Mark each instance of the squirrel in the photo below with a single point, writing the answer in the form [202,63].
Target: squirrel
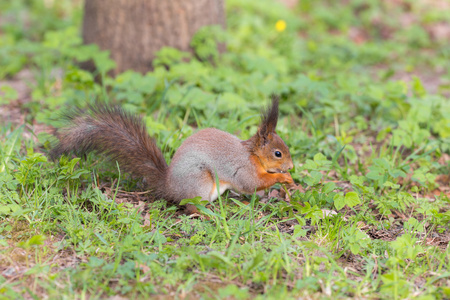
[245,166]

==

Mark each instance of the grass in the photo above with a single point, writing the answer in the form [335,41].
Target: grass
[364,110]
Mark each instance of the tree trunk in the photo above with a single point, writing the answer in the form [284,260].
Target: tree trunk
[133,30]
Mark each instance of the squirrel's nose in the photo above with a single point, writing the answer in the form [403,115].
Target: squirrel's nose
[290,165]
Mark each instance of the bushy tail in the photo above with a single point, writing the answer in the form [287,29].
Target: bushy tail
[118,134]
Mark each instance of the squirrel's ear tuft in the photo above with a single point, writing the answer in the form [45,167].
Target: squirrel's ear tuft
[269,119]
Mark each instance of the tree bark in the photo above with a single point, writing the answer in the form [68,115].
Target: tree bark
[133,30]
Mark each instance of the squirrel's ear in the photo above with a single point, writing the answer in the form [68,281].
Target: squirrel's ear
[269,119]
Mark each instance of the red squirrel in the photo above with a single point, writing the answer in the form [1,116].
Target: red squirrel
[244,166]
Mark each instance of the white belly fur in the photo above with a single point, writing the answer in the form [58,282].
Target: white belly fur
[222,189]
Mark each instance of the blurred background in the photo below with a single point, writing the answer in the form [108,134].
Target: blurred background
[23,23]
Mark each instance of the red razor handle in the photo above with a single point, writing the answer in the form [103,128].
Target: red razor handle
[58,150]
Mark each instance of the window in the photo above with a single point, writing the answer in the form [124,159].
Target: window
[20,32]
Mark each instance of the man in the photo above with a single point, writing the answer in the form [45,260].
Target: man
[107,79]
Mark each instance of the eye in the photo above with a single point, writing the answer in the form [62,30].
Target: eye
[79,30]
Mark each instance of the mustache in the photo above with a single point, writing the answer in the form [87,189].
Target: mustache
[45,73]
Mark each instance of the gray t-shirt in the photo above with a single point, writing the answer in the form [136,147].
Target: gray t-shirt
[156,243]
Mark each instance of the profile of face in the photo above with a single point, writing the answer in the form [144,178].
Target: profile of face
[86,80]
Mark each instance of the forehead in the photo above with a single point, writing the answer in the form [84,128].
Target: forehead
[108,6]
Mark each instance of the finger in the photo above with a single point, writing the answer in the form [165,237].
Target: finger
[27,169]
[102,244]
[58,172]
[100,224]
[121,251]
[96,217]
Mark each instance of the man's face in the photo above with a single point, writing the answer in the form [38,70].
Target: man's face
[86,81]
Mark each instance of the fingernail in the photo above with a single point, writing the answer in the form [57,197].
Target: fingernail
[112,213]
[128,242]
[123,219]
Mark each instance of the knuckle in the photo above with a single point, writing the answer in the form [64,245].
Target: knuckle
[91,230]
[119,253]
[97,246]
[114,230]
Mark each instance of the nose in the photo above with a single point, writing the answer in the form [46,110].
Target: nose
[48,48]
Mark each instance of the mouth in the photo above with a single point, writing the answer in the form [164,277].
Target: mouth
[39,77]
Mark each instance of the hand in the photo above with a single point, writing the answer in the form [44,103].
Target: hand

— Given exercise —
Print the lines word for word, from the line that contains "Mark each instance of the hand" through the line that contains "Target: hand", with both of those lines included.

— Answer below —
Mark each instance of the hand in the photo above with a single point, writing the answer in the form [44,103].
Target: hand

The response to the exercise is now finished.